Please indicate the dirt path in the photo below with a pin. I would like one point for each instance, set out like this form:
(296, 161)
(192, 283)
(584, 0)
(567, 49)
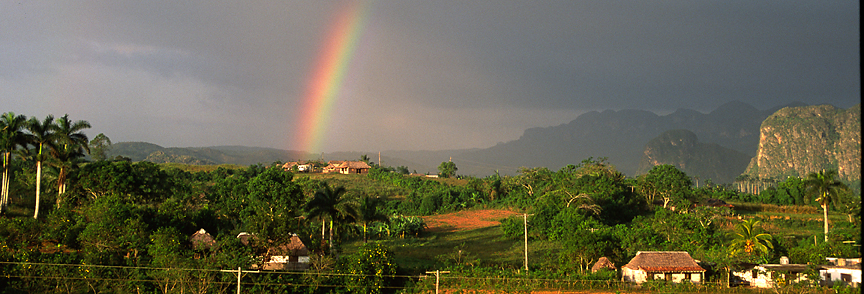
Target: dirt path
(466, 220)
****************************************
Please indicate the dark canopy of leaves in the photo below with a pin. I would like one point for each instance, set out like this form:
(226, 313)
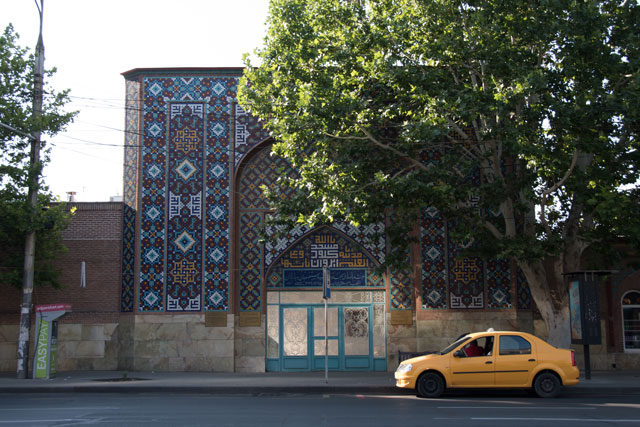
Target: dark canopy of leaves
****************************************
**Assignment**
Using the listing above, return all lines where the word "point" occurs.

**Task output**
Please indicate the dirt path in the photo below with a pin. I would like one point for each instance, set out like this form:
Please indicate the dark canopy of leaves in the photo below with a pin. I would like one point for each instance, set out like this form:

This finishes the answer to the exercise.